> Written task
Please count the lines of the data below that contain the string "gray" and give only that number.

> Records to process
* begin *
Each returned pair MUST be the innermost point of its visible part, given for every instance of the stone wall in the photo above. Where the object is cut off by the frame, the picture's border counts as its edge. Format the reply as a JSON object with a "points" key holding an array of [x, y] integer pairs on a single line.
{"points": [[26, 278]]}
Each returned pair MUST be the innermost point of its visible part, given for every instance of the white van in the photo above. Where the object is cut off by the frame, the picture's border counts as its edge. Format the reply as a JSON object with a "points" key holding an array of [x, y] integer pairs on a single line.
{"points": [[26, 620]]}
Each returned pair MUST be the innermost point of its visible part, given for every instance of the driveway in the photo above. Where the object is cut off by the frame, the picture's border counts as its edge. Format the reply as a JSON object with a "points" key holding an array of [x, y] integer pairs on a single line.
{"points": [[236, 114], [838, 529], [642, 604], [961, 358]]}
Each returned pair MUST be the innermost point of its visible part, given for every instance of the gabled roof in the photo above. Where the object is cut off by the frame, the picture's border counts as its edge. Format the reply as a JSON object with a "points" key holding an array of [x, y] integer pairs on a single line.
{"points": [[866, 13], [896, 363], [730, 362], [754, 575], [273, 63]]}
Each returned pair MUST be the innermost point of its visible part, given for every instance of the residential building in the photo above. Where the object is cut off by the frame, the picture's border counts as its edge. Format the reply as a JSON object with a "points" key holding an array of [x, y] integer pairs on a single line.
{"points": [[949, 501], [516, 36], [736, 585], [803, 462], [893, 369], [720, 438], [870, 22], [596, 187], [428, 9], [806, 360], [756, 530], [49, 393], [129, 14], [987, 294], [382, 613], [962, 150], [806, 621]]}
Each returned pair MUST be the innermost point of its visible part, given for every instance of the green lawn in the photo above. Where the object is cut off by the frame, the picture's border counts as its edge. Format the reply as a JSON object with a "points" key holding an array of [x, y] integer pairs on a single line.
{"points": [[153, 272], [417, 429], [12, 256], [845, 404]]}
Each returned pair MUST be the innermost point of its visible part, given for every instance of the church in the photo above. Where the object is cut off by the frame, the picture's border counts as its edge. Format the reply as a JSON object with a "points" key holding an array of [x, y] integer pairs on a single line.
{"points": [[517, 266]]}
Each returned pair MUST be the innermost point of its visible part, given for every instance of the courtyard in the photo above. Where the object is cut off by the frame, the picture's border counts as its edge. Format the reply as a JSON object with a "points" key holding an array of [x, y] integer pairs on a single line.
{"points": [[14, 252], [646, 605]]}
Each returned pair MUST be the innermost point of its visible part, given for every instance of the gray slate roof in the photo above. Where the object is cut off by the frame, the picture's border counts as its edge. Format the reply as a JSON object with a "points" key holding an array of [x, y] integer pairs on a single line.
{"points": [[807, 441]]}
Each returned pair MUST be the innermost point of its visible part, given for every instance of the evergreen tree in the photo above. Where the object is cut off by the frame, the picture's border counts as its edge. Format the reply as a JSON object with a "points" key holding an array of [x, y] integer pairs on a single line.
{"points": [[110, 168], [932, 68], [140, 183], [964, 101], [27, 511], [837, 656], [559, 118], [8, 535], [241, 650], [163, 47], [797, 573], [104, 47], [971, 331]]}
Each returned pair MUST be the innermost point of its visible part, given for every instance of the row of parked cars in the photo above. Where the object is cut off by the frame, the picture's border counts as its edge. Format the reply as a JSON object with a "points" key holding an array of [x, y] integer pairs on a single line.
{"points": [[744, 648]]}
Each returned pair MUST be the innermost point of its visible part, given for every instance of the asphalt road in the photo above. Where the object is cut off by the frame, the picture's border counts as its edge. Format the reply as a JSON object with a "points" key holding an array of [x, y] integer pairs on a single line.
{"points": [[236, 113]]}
* end *
* begin *
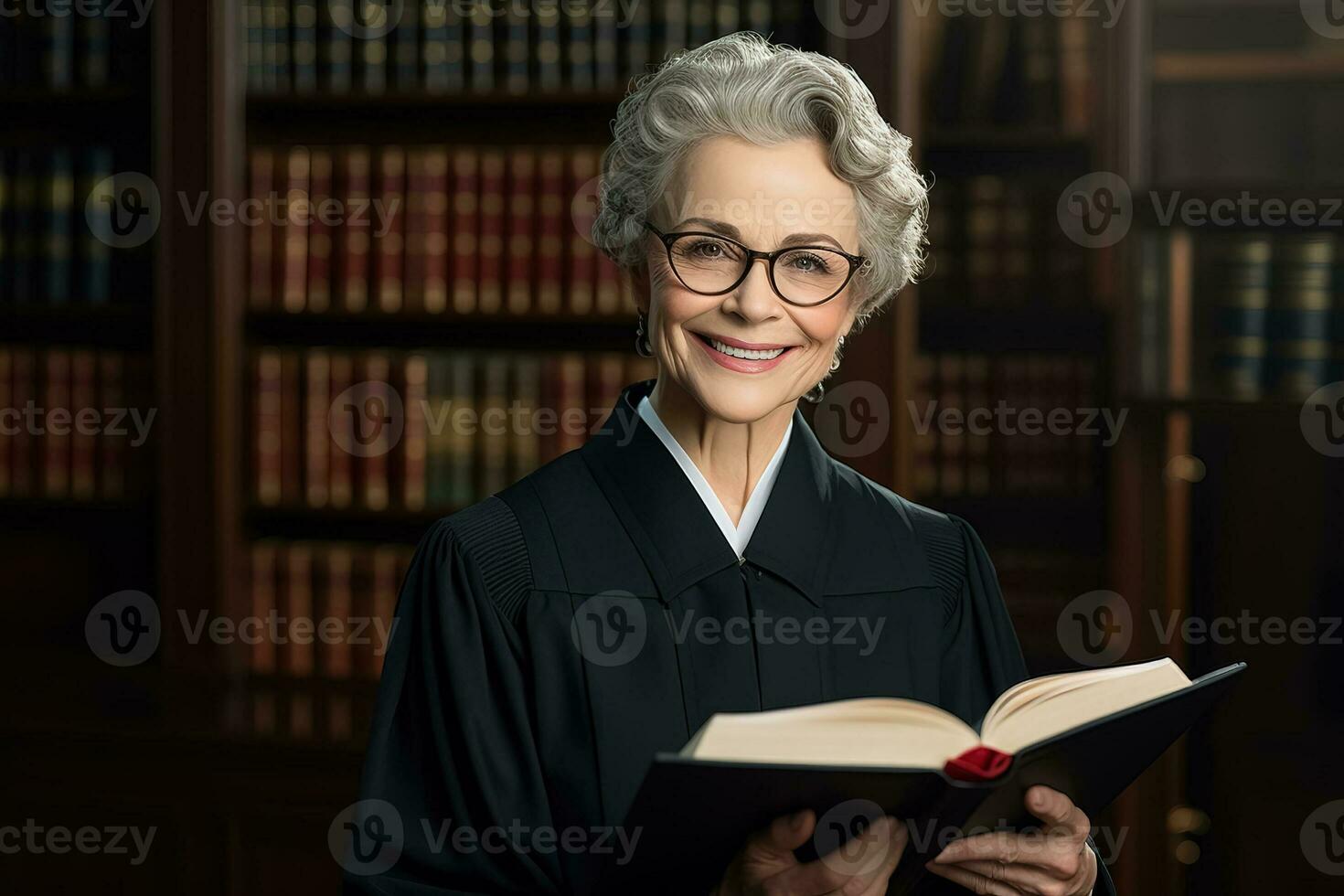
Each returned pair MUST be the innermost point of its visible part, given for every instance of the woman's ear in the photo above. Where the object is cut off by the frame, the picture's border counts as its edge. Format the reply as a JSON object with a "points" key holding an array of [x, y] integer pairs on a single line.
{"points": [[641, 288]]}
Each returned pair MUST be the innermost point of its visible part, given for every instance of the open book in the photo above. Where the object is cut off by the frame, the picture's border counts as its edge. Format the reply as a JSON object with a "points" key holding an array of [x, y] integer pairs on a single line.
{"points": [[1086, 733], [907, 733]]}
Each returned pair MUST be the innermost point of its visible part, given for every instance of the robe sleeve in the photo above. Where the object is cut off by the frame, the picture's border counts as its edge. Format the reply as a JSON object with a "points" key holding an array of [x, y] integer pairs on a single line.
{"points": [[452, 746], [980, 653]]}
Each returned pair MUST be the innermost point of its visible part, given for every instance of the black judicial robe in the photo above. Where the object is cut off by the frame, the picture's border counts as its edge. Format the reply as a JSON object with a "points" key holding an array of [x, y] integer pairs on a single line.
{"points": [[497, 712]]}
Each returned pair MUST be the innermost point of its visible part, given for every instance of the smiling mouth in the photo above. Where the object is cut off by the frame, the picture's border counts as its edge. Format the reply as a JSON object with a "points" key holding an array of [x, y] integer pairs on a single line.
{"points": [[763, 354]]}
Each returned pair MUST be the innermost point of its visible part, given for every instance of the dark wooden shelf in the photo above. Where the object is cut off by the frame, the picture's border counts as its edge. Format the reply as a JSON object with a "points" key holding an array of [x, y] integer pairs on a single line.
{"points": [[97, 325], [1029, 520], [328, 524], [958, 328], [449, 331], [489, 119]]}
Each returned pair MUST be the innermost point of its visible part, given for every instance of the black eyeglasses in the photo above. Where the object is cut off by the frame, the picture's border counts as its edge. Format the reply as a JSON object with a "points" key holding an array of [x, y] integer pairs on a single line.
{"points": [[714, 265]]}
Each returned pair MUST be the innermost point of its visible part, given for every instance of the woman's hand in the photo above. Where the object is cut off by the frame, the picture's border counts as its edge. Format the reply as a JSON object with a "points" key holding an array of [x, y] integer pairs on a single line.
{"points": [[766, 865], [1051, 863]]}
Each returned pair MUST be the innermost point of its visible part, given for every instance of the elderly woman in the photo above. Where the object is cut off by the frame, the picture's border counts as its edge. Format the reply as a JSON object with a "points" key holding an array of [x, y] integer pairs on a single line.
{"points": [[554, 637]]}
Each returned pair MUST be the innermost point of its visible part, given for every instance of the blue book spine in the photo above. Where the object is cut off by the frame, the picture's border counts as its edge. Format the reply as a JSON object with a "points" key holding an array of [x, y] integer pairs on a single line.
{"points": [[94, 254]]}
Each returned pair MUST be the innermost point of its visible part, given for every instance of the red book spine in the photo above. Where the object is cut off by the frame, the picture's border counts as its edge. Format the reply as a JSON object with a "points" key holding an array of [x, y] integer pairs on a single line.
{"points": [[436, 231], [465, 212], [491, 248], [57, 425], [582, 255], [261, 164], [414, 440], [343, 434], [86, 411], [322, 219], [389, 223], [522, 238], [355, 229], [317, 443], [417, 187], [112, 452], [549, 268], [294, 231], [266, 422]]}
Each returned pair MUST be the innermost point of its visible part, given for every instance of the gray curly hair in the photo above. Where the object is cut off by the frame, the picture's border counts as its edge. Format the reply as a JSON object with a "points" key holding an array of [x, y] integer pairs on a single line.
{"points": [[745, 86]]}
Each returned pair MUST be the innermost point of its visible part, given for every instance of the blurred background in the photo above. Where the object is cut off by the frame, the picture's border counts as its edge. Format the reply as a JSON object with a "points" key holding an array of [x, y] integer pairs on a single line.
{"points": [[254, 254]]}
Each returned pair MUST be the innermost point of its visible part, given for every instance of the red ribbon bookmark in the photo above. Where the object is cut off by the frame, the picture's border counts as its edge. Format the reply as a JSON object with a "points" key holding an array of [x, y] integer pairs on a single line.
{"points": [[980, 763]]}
* end *
> Solution
2